--- 本文 ---
竹田健康財団とNTTドコモビジネス(旧 NTTコミュニケーションズ)は7月30日、日本の地域社会が抱える高齢化の進行や高齢者の孤立、医療提供における地域格差といった課題に対し、地域住民のウェルビーイング向上に貢献することを目的に、プラットフォームの構築や生成AIを活用した高齢者のコミュニティづくりなどを通じた実証実験を開始することを発表した。

実証実験の背景

日本全体で進む高齢化は、特に地方において深刻な課題となっている。地域における高齢者の孤立、生活インフラへのアクセスの困難さ、そして生産年齢人口が減少する中での医療介護提供体制の維持のためには、医療従事者数の確保と働き方改革が必要だ。

竹田健康財団は、地域の中核病院である竹田綜合病院を中心に、住民の健康を支える重要な役割を担っている。一方のNTTドコモビジネスは通信技術や生成AIを含むデジタルソリューションの提供を通じて、社会課題の解決を支援してきた。

今回の実証実験は「家から出られなくても孤独にならない仕組み」の構築を最優先テーマとし、高齢化が進む福島県会津若松市において、高齢者のコミュニケーションの維持・促進を図る。

さらに、介護予防をはじめとした生活支援サービスの拡充を通じて、健康寿命の延伸を目指す。また、単なる情報配信にとどまらず、地域の高齢者の日常に自然に溶け込み、継続的に利用されるAIを活用した地域コミュニティプラットフォームを構築する。

  • 実証実験の概要図

    実証実験の概要図

実証実験の概要

両者は今回の実証実験で、STEP1とSTEP2を通じて、地域住民同士の日常的なコミュニケーションを維持・促進するためのAIを活用した地域コミュニティプラットフォームを整備する。
---
# [やること]
a. 実証実験の記事のうち、「竹田健康財団とNTTドコモビ」から「験を開始することを発表した。」までをすべて書き出してください。その際、「生成AI」を「人工知能」に置き換えてください。
b. 実証実験の記事にある次の一文を英語に訳してください。「竹田健康財団は、地域の中核病院である竹田綜合病院を中心に、住民の健康を支える重要な役割を担っている。」
c. 実証実験の記事を、最後の文のあとから引き継いで書き進めてください。
--- データ ---
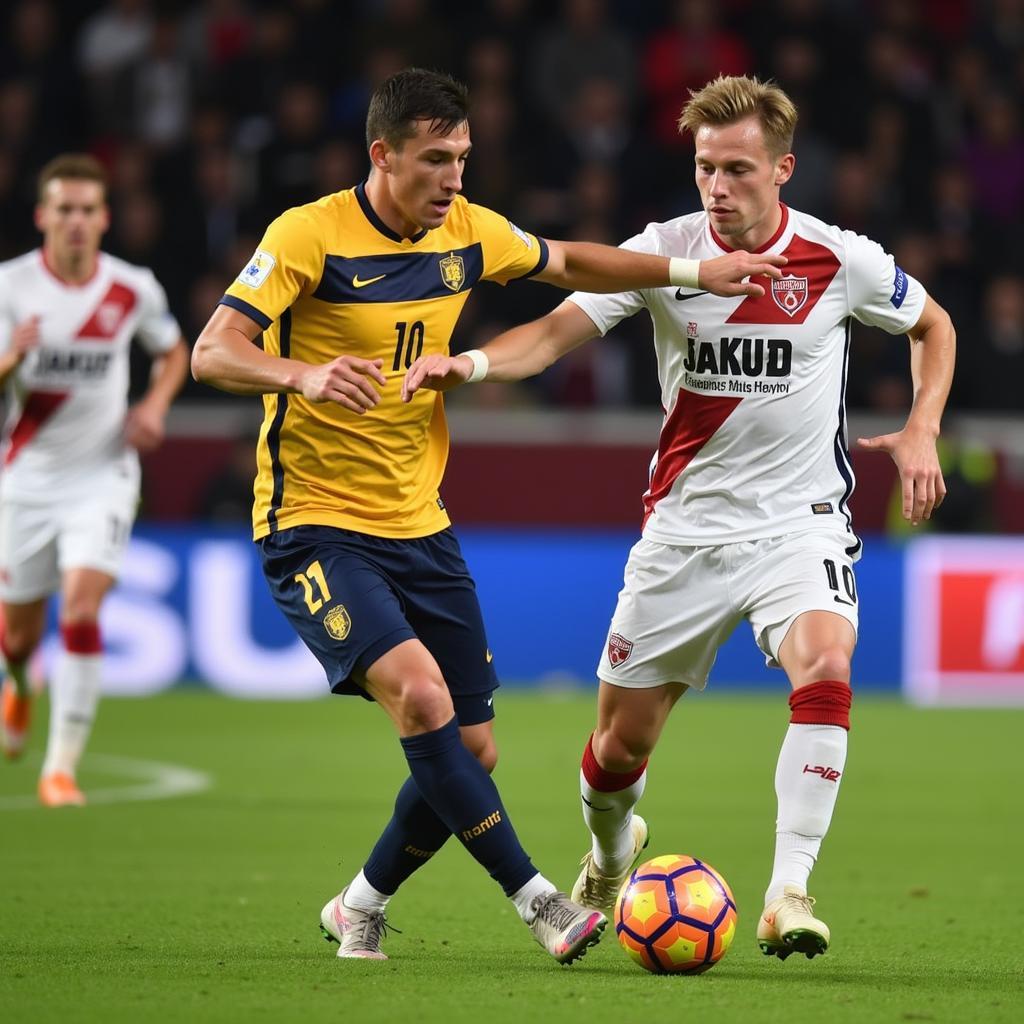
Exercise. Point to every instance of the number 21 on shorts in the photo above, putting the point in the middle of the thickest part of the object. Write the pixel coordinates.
---
# [解答例]
a.
竹田健康財団とNTTドコモビジネス(旧 NTTコミュニケーションズ)は7月30日、日本の地域社会が抱える高齢化の進行や高齢者の孤立、医療提供における地域格差といった課題に対し、地域住民のウェルビーイング向上に貢献することを目的に、プラットフォームの構築や人工知能を活用した高齢者のコミュニティづくりなどを通じた実証実験を開始することを発表した。

b. Centered on Takeda General Hospital, the region's core hospital, the Takeda Health Foundation plays an important role in supporting the health of local residents.

c.
STEP1では地域コミュニケーション活性化のためのプラットフォーム構築と、介護予防に向けたバイタルデータの活用を進める予定。

地域コミュニケーション活性化のためのプラットフォーム構築においては、チカクが開発してNTTドコモが提供するビデオ通話サービス「ちかく」を活用し、地域住民が気軽に交流できる井戸端会議をオンラインで実現。自宅にいながら地域コミュニティに参加できる仕組みを構築し、社会参加を促進する。

介護予防に向けたバイタルデータの活用では、ウェアラブルウォッチなどから取得されるバイタルデータを活用し、見守り機能や健康管理支援の実証を進める。写真共有や自宅のテレビ画面への投影など、日常的に使いやすい機能を組み合わせることで、デジタルツールへの抵抗感を軽減するとともに継続的な健康データの取得を目指す。

STEP2では医療・介護分野や自治体との連携を強化し、ICTツールの活用を促進する予定。